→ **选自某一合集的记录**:
***
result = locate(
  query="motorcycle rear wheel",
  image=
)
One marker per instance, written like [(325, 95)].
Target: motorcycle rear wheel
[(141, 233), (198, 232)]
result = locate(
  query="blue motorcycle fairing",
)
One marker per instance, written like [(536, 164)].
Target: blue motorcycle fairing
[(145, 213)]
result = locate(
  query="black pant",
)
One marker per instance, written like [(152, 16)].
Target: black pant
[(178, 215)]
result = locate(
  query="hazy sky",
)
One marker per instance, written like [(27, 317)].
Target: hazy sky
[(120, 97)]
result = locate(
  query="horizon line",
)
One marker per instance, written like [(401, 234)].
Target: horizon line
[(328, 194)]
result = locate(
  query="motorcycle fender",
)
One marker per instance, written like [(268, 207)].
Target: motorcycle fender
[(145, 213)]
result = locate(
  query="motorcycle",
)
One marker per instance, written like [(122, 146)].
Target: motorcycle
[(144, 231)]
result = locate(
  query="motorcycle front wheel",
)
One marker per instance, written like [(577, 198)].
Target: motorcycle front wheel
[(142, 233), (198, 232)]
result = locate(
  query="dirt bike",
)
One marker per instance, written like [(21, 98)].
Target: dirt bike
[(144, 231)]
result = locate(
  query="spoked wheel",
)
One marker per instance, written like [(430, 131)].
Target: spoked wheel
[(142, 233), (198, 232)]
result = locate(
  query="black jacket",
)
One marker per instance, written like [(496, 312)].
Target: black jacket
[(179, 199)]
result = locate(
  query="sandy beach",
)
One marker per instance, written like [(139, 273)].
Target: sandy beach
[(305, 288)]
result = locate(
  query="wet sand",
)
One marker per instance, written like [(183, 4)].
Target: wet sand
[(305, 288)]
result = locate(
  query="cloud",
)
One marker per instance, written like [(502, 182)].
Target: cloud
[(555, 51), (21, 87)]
***
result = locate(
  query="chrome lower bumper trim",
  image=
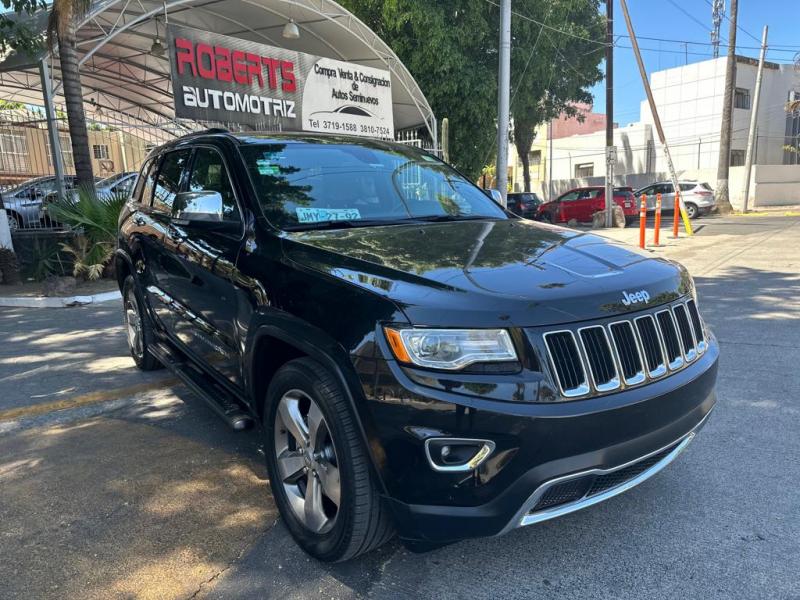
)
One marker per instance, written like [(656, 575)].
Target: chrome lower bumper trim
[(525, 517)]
***
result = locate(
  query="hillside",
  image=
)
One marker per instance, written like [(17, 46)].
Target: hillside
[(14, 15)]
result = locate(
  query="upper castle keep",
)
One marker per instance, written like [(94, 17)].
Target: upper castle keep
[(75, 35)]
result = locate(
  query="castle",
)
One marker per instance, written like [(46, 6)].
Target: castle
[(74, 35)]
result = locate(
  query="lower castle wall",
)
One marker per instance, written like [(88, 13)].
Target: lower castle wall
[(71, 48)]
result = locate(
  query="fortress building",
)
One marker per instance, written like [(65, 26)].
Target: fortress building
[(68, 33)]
***
→ **待办任务**:
统计上述记录中含有字符串“jacket”的行数，只给出数字。匹配时区分大小写。

→ **问题解答**:
2